[Start EXTRACT PROVIDED]

Skip to main content

Differentiable Critical Bandwidth: Silverman's modality test as a differentiable PyTorch layer with IFT backward pass.

Project description

DCB — Differentiable Critical Bandwidth

PyPI License: Apache 2.0 Python 3.9+

A PyTorch package that makes Silverman's critical bandwidth test (1981) fully differentiable, enabling end-to-end gradient-based optimisation over the modal structure of continuous distributions.

Overview

h_crit is the minimum KDE bandwidth at which a distribution appears unimodal — a classical nonparametric statistic for modality testing. DCB replaces every non-differentiable step with a smooth surrogate, then uses the Implicit Function Theorem (IFT) to compute exact gradients through the root-finding step at O(1) memory cost.

import torch
from dcb import DCBLayer, TrainingLayer

X = torch.randn(100_000, requires_grad=True)  # 1D samples, any n from 1K to 1B
layer = DCBLayer()
h_crit = layer(X)       # differentiable scalar
h_crit.backward()       # exact IFT gradients

# For repeated training-loop use with warm-start bracket caching:
layer = TrainingLayer(warm_start=True)

[End EXTRACT PROVIDED]
[Start EXTRACTED MATERIAL]

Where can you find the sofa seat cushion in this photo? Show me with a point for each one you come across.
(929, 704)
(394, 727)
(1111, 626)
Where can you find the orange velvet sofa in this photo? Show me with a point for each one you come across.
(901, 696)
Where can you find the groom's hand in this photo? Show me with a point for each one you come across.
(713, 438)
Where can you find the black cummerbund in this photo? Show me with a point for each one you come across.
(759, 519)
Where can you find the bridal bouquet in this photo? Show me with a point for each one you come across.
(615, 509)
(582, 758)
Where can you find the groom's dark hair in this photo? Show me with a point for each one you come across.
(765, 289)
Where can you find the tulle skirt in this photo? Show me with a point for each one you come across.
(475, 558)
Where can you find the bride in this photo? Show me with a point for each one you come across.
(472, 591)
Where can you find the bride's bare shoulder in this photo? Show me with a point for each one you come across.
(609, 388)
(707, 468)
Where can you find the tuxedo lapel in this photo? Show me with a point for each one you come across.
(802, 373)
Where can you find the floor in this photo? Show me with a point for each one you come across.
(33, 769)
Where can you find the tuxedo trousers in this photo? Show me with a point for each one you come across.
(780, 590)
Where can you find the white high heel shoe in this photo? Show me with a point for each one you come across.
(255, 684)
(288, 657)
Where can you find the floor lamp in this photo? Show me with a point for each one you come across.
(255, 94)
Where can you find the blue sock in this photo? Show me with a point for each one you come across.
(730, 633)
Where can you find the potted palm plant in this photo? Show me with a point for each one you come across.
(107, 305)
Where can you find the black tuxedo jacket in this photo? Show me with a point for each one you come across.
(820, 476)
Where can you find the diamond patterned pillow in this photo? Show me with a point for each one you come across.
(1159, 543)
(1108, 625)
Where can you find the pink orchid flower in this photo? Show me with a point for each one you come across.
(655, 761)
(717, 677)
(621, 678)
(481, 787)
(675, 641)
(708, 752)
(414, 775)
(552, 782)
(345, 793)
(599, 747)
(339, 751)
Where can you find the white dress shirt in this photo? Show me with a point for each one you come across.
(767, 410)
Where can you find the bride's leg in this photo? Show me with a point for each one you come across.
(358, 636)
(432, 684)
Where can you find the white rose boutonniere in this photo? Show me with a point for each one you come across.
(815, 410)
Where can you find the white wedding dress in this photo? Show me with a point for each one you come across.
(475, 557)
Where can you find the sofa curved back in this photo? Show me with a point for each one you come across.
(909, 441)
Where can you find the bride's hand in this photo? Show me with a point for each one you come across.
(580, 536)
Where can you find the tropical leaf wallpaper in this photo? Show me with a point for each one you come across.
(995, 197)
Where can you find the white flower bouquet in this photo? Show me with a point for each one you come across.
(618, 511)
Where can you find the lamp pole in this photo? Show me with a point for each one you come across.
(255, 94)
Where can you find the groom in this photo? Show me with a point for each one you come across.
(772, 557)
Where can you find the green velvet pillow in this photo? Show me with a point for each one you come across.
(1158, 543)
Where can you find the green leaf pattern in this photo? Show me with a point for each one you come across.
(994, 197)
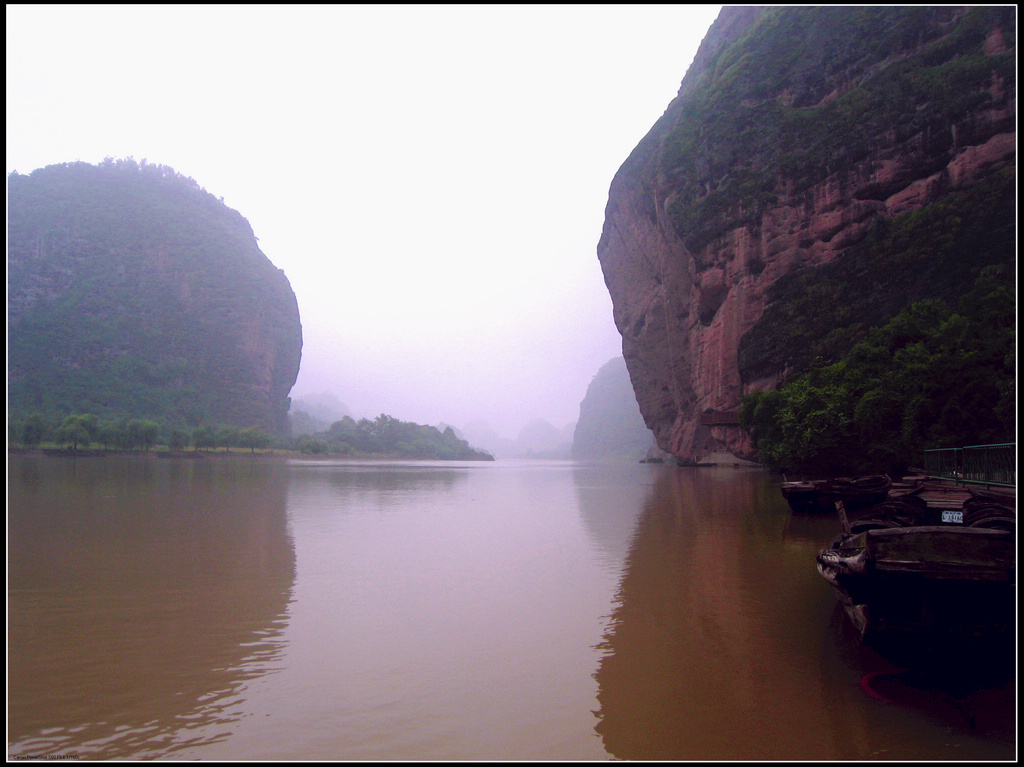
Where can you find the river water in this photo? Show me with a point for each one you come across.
(240, 607)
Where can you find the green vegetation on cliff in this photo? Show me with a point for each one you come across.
(807, 92)
(133, 293)
(937, 251)
(930, 378)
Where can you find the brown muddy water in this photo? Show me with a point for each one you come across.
(248, 608)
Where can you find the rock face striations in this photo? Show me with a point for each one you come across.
(134, 293)
(819, 169)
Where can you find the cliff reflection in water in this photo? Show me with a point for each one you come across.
(143, 593)
(720, 627)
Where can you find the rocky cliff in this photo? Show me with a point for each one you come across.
(819, 169)
(134, 293)
(610, 425)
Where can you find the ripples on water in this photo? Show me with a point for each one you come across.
(238, 608)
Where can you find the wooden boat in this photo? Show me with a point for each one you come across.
(821, 496)
(935, 565)
(858, 492)
(807, 497)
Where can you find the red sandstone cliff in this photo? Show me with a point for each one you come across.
(683, 303)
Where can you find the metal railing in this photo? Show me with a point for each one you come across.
(977, 464)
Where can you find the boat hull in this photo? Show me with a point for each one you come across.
(927, 589)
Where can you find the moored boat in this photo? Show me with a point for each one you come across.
(822, 495)
(936, 566)
(807, 497)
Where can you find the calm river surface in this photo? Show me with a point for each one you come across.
(244, 607)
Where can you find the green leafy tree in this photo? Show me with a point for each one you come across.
(228, 436)
(930, 378)
(254, 437)
(32, 430)
(177, 438)
(73, 431)
(142, 433)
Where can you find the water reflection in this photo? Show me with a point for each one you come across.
(143, 594)
(726, 644)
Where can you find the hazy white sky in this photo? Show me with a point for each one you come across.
(431, 178)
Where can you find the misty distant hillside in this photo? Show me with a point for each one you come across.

[End EXTRACTED MATERIAL]

▶ [PROBLEMS TO SOLVE]
(1) Quote the DCB project description word for word, from "h_crit is the" to "layer = TrainingLayer(warm_start=True)", including both of those passages.
(2) Print the lines of the entries from the line containing "Where can you find the potted" through the line containing "(1158, 543)", both included, and nothing else.

▶ [ANSWER SET]
(1)
h_crit is the minimum KDE bandwidth at which a distribution appears unimodal — a classical nonparametric statistic for modality testing. DCB replaces every non-differentiable step with a smooth surrogate, then uses the Implicit Function Theorem (IFT) to compute exact gradients through the root-finding step at O(1) memory cost.

import torch
from dcb import DCBLayer, TrainingLayer

X = torch.randn(100_000, requires_grad=True)  # 1D samples, any n from 1K to 1B
layer = DCBLayer()
h_crit = layer(X)       # differentiable scalar
h_crit.backward()       # exact IFT gradients

# For repeated training-loop use with warm-start bracket caching:
layer = TrainingLayer(warm_start=True)

(2)
Where can you find the potted palm plant in this photo? Show me with a point for each one you come across.
(107, 305)
Where can you find the black tuxedo jacket in this photo? Show me with a point for each one you come across.
(820, 476)
Where can you find the diamond patterned pillow in this photo? Show me with a point for each one you come across.
(1159, 543)
(1108, 625)
Where can you find the pink orchid flower in this photo? Show me with a point for each one you come across.
(655, 761)
(717, 677)
(621, 678)
(481, 787)
(675, 641)
(708, 752)
(414, 775)
(552, 782)
(345, 793)
(599, 747)
(339, 751)
Where can you find the white dress shirt in this photo? Show me with a point for each one you come across.
(767, 410)
Where can you find the bride's leg in this photo? Show me with a point for each one you come across.
(358, 636)
(432, 684)
Where can you find the white rose boutonniere in this photo? Show me with a point for each one you come across.
(815, 410)
Where can you find the white wedding dress in this photo? Show me with a point for each one you come across.
(475, 557)
Where can you find the sofa curved back in this photo? Show me with a point for each one you come across.
(909, 441)
Where can you find the bride's hand in this photo? Show me with a point for each one you come across.
(580, 536)
Where can you find the tropical leaf wallpaper in this photo? Show me with a point for each one you come across.
(995, 197)
Where can you find the white flower bouquet in this photo? Show me with a point for each one you come across.
(618, 511)
Where can you find the lamp pole in this photo? Show me with a point for each one you come across.
(255, 94)
Where can you find the groom in this photo? Show me with a point for each one you come across.
(772, 557)
Where can you find the green velvet pillow in this photo? Show me with a point for each one you come across.
(1158, 543)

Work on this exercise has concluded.